-------- TESTO

Uno come me che usa moltissimo la rete per comunicare, per studiare,
per lavorare, trova anche durante la giornata molti spunti di
divertimento perché scopre nuove cose, si accorge di potersi
muovere in un modo che prima non gli riusciva, ha delle sorprese
dallo schermo, dalle reti, dalle comunicazioni che gli arrivano da
tutte le parti del mondo. E d'altra parte, lavorando fuori ora
quando uno cerca di divertirsi, può di nuovo scoprire che mentre
apre un sito per divertirsi impara qualcosa che gli sarà utile sul
lavoro; io lo considero nell'insieme uno sviluppo molto positivo
perché rende il lavoro un po’ meno meccanico, meno ossessivo, e
rende il divertimento più mirato, un po’ meno erratico. È una
forma di ibridazione molto positiva e che moltissime persone, che
incominciano a usare con capacità professionali la rete, stanno con
loro spasso scoprendo.
La
flessibilità intellettuale riuscirà mai a creare nuovi posti di
lavoro?
Di per sé, la flessibilità
intellettuale, come l'altra flessibilità di cui ci parlano ogni
giorno, che consiste nell'accelerare l'ingresso e l’uscita delle
forze lavoro dalle aziende, temo che di per sé non crei nuove forme
di lavoro e meno che mai nuova occupazione. La
flessibilità intellettuale è importante per cercare di trarre il
meglio dalla tecnologia e, in particolare,
dalle nuove tecnologie.

----------------

COMPITO ASSEGNATO 1 | Trascrivi dal testo, senza alcuna modifica, il passo compreso tra "Di per sé, la" e "dalle nuove tecnologie.", estremi inclusi.
Il testo e i record costituiscono materiali distinti e indipendenti.

-------- DATI DI LAVORO

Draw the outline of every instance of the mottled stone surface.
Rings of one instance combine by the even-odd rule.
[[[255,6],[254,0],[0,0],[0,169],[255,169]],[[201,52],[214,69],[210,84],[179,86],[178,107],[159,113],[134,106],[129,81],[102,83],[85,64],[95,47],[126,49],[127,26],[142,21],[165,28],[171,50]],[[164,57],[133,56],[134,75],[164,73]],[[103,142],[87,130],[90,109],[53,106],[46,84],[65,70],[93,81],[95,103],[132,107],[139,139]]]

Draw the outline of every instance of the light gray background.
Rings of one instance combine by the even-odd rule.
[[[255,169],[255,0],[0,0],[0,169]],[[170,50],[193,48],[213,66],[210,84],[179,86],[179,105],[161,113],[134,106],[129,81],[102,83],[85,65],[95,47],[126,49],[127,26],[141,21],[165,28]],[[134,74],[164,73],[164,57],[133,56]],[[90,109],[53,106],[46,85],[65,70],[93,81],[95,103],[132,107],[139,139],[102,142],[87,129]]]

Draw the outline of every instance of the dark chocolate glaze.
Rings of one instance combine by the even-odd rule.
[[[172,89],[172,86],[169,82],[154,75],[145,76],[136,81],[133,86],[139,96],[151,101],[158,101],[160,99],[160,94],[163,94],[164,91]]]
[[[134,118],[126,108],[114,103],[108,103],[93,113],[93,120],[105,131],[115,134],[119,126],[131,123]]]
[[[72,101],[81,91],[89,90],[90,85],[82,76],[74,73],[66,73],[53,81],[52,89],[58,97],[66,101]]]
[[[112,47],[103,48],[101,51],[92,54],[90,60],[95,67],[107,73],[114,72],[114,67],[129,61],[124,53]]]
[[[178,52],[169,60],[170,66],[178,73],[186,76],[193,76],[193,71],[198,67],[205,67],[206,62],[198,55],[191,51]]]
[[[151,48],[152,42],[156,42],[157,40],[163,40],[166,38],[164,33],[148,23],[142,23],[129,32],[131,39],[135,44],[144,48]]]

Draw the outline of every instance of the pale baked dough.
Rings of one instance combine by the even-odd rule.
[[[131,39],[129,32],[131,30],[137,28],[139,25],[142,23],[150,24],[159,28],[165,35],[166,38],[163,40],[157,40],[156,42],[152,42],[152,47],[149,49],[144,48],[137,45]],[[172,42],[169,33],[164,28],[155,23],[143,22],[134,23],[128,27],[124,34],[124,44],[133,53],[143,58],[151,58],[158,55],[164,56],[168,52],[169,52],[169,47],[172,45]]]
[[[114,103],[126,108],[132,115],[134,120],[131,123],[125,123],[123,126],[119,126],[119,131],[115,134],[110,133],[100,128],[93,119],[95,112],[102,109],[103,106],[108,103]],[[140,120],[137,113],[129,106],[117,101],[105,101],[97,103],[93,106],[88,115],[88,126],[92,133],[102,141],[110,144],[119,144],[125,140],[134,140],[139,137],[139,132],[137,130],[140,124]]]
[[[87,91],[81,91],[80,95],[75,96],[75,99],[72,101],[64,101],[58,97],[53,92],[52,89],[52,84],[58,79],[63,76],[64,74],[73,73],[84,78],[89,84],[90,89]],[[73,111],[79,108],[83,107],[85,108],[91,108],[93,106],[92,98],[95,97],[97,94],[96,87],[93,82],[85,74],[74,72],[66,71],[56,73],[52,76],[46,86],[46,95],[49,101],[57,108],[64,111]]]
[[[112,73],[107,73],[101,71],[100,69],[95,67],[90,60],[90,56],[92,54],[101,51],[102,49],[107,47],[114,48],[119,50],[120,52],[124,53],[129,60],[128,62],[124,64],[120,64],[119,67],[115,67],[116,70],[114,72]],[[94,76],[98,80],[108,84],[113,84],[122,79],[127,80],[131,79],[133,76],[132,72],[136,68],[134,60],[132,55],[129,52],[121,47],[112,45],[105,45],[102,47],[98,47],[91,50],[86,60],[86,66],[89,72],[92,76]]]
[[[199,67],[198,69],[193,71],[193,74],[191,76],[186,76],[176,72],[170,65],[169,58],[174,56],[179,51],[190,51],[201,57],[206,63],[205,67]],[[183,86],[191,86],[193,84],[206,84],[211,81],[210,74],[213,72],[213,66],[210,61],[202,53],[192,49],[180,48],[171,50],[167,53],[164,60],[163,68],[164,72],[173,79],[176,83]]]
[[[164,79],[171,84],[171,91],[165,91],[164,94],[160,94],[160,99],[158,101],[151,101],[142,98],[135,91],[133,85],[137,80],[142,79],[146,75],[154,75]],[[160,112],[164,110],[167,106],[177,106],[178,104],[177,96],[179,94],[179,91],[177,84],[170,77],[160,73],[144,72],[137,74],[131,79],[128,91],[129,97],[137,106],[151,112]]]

----------------

COMPITO ASSEGNATO 2 | Trova nei record le righe che contengono la parola "every" e copiale tutte, tenendo conto di maiuscole e minuscole.

RISPOSTA 1 |
Di per sé, la flessibilità
intellettuale, come l'altra flessibilità di cui ci parlano ogni
giorno, che consiste nell'accelerare l'ingresso e l’uscita delle
forze lavoro dalle aziende, temo che di per sé non crei nuove forme
di lavoro e meno che mai nuova occupazione. La
flessibilità intellettuale è importante per cercare di trarre il
meglio dalla tecnologia e, in particolare,
dalle nuove tecnologie.

RISPOSTA 2 |
Draw the outline of every instance of the mottled stone surface.
Draw the outline of every instance of the light gray background.
Draw the outline of every instance of the dark chocolate glaze.
Draw the outline of every instance of the pale baked dough.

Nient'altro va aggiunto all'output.